REQUIRED WORK »
1. According to the article on the Engineers Without Borders visit, how long did the five visiting members from KNUST spend at Iowa State University?
2. Write the next part of the article on the Engineers Without Borders visit, picking up right after its final sentence.

STUDY TEXT »
Segment Open

This semester, Iowa State University’s Department of Agricultural and Biosystems Engineering professor Dirk Maier and doctorate student George Obeng-Akrofi hosted fellow members of the Kwame Nkrumah University of Science and Technology’s Engineers Without Borders (EWB-KNUST) student organization in Kumasi, Ghana.
Five members of the program, two KNUST students, two graduates from the university and the professor leading the team spent two weeks at ISU taking classes, attending seminars and working with EWB-ISU students and faculty.
The team has been working on several sustainable community development projects with ISU – collaborating with a remote, rural community in the Upper West Region of Ghana trying to provide people with improved water supply and distribution systems, rainwater catchment and a new health clinic. A lot of their time here has centered around discussions for this on-going collaboration, working with EWB members here on blueprints and ideas to implement in Ghana. With funding from a U.S. State Department University Partnership Initiative grant, the ISU EWB members and the KNUST EWB members have been able to rotate meetings between Ames and Ghana. While the teams consistently communicate virtually, the in-person meetings allow more opportunities to build relationships and learn more about each other.
“Being a part of this community has allowed us to share ideas with each other, and to help develop some personal skills,” said Emmanuel Padmore Mantey, president of EWB-KNUST.
“Here, we are having fruitful interactions, talking about what we can do to alter designs and things like that,” said James Afful, who graduated from KNUST last year in mechanical engineering, and is now the project coordinator for EWB-KNUST.
KNUST faculty advisor Dr. Fred Owusu-Nimo also traveled to ISU with the EWB-KNUST members, guiding the members and working with professors here, as well.

Segment Closed

AVAILABLE DATA »

Segment Open

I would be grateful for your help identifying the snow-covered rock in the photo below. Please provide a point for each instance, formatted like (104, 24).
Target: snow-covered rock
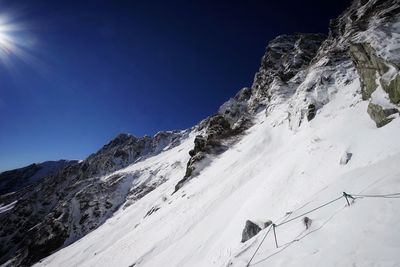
(276, 150)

Segment Closed

ANSWERS »
1. Two weeks.

2.
“It is about the exchange of ideas and learning from each other,” Owusu-Nimo said. “The core reason for our trip is about the Engineers Without Borders collaboration, and it has all been very fruitful.”
When there is a collaborative exchange between EWB-ISU and EWB-KNUST students and faculty, the different perspectives that they gain are unlike any other, always learning new things and meeting new people.
“Getting to converse with professors and students has been my favorite part of being here,” Nancy Boamah, senior in chemical engineering at KNUST and project lead for the EWB-KNUST water supply team said. “We have been having conversations centered on Africa and as women engineers, and they have been giving us pieces of advice as women in engineering. I have learned a lot from them and from seeing other perspectives.”
Each of the EWB-KNUST members that visited had a different experience. With different focus areas for each member, they all attended different ISU classes based on their interests.
EWB-ISU members like Maier and Obeng-Akrofi are traveling to Ghana this coming May to connect in person again and advance projects that the teams have been working on together.